• Extracted entries:
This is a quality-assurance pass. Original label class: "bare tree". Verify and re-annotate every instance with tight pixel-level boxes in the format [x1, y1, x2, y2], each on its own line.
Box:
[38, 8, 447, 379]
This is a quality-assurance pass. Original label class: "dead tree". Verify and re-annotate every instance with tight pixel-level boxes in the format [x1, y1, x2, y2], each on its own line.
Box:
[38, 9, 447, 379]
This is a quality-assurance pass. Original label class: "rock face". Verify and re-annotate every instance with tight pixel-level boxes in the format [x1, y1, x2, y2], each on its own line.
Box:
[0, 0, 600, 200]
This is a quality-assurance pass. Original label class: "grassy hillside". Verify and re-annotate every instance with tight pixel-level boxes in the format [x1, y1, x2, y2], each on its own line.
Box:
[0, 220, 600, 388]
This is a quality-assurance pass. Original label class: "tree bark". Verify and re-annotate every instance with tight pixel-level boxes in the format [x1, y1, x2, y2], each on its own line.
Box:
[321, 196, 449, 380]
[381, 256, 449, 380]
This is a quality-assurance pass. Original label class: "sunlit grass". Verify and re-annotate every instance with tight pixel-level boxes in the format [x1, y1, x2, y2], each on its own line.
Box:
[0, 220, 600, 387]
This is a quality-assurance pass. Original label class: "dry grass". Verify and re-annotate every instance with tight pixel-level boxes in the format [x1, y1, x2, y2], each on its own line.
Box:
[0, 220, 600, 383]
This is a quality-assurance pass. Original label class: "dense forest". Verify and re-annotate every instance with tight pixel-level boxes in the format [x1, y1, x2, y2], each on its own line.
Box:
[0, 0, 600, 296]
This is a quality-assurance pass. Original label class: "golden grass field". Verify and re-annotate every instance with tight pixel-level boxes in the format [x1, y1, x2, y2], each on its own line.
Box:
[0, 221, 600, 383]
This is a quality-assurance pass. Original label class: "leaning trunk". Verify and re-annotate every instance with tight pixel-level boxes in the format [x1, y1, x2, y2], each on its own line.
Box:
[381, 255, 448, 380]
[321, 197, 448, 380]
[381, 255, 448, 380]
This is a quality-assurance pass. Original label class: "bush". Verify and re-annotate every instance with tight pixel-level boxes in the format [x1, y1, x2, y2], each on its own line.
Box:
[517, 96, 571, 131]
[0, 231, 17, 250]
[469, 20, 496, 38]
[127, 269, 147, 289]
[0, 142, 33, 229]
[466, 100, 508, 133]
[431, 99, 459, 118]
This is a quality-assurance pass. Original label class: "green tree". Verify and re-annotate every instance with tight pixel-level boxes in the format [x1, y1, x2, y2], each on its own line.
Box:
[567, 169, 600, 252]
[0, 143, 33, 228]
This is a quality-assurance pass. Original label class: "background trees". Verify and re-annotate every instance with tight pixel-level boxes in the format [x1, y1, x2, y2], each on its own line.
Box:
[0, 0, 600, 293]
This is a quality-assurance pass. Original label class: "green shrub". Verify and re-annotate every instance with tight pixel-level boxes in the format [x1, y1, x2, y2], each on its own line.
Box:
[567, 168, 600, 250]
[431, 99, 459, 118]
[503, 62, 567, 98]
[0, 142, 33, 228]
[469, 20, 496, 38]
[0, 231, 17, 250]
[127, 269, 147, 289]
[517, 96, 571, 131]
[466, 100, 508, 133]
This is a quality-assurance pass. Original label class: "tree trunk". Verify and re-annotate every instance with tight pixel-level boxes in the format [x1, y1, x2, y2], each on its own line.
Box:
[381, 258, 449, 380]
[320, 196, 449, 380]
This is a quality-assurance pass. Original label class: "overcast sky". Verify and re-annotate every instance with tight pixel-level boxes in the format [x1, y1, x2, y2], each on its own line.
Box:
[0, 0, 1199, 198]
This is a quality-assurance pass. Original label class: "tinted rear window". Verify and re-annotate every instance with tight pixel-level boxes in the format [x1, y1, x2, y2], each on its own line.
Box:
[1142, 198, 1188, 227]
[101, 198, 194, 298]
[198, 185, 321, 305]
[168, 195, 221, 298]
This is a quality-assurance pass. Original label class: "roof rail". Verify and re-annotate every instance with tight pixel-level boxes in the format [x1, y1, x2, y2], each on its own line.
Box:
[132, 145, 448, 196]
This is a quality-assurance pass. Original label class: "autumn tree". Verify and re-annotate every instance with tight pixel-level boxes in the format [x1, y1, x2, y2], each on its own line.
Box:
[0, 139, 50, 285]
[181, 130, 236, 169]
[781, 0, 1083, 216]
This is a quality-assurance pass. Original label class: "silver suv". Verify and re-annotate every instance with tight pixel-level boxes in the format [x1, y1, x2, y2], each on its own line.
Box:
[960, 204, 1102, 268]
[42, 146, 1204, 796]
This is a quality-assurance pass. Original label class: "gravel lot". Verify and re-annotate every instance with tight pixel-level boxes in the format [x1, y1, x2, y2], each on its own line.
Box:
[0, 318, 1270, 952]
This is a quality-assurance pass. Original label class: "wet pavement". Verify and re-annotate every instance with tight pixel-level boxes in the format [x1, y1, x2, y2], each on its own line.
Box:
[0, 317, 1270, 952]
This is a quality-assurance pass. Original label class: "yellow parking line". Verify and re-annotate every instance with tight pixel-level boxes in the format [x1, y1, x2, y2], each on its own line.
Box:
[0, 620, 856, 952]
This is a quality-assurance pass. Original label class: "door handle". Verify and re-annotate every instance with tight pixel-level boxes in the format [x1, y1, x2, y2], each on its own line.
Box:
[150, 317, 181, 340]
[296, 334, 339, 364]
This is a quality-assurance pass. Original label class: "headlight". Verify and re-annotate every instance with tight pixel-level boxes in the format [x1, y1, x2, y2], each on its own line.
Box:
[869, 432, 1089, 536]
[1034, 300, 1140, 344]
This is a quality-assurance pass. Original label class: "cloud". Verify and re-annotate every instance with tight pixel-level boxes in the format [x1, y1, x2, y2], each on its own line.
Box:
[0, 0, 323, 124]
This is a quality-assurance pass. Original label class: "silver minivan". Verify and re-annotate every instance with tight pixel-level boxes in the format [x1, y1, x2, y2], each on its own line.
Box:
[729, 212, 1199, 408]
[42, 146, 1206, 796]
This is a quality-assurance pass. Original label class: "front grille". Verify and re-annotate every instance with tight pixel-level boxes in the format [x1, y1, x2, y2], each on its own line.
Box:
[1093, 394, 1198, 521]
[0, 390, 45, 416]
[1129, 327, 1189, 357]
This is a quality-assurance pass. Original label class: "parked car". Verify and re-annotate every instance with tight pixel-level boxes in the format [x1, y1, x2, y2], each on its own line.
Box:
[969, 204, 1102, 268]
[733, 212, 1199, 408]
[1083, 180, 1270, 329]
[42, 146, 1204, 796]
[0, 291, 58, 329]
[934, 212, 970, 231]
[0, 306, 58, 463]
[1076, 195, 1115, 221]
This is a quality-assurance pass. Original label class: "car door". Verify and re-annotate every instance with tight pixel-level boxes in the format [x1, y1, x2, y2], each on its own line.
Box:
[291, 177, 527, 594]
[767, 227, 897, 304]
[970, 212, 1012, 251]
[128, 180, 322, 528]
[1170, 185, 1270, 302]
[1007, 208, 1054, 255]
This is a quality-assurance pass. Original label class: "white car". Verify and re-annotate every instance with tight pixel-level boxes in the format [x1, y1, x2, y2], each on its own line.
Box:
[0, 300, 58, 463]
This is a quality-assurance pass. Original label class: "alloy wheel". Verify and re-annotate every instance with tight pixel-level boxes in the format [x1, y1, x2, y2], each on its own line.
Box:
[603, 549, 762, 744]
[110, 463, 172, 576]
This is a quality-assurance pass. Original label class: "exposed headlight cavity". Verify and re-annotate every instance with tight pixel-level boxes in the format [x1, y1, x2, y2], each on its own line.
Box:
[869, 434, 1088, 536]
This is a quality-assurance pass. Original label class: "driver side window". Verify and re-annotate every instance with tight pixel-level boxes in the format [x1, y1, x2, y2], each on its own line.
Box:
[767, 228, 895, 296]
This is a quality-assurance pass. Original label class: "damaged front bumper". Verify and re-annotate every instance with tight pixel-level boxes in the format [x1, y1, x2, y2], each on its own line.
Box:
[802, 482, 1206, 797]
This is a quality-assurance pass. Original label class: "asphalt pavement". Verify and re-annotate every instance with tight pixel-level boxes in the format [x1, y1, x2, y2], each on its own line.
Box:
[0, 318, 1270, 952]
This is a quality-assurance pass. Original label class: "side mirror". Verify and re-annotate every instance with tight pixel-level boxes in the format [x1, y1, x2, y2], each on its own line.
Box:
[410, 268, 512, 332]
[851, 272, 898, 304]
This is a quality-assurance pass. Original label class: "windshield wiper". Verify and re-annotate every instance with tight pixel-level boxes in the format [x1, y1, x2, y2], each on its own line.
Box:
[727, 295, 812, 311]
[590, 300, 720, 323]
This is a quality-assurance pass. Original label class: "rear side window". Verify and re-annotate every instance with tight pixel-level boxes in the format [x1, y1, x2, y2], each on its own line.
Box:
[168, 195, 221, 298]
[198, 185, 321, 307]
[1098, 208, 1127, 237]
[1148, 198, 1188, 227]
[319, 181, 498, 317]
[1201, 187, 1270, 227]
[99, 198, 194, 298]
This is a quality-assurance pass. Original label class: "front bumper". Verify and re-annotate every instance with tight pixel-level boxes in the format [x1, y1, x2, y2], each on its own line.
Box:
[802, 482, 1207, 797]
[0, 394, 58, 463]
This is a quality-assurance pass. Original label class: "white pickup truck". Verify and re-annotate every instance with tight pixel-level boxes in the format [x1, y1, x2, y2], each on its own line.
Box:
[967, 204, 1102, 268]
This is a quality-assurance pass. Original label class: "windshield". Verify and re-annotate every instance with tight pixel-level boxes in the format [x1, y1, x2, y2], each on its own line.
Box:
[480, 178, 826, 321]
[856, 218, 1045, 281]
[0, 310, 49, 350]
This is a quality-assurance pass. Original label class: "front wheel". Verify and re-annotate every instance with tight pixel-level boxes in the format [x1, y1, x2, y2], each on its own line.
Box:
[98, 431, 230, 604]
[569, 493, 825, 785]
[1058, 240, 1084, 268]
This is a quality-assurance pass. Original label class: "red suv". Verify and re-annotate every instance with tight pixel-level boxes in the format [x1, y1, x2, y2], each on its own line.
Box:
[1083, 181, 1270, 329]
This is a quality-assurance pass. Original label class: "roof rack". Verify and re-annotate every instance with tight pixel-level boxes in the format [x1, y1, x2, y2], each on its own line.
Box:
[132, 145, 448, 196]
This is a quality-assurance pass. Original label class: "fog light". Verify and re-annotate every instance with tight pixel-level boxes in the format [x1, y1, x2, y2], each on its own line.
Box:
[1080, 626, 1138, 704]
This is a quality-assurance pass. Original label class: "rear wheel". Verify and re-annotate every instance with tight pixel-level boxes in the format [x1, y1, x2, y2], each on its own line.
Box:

• Written instruction:
Render the stretch from the start of the entries above through the line containing "[38, 8, 447, 379]" as a Markdown table with columns No. and Text, one numbered row per line and blank lines omitted.

• Output below:
| No. | Text |
|---|---|
| 1 | This is a quality-assurance pass. Original label class: "bare tree". Verify and re-annotate every instance with tight pixel-level boxes in the format [x1, y1, x2, y2], each on its own line. |
| 2 | Box: |
| 3 | [38, 8, 447, 379] |